Work task> Reproduce all the entries, matching the original word for word.
╭─ Records for processing
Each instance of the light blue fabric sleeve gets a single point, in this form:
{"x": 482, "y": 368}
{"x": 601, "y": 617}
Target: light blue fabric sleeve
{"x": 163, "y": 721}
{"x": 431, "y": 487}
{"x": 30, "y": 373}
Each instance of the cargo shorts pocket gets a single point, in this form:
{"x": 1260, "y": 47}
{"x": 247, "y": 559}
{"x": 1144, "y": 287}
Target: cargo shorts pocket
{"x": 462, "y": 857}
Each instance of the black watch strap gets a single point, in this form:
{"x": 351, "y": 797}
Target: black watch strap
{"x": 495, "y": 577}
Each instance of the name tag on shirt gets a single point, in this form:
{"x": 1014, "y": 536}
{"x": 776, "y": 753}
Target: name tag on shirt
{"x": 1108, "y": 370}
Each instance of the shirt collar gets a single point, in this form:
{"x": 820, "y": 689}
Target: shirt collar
╰─
Output for this exercise>
Each instance of the light blue fabric sleeve gets a single point, in this form:
{"x": 482, "y": 368}
{"x": 601, "y": 617}
Target: light blue fabric sleeve
{"x": 163, "y": 721}
{"x": 431, "y": 487}
{"x": 30, "y": 373}
Each instance of the cargo shorts pocket gets a single point, in this form:
{"x": 1260, "y": 47}
{"x": 247, "y": 559}
{"x": 1144, "y": 287}
Target: cargo shorts pocket
{"x": 462, "y": 857}
Each instance of the black watch strap gets a single point, in this form:
{"x": 351, "y": 797}
Target: black watch strap
{"x": 495, "y": 577}
Each instance of the name tag on shirt gets a single point, in this form:
{"x": 1014, "y": 536}
{"x": 776, "y": 753}
Target: name tag on shirt
{"x": 1108, "y": 370}
Each instance of the shirt collar gets a single point, in this form:
{"x": 820, "y": 689}
Target: shirt collar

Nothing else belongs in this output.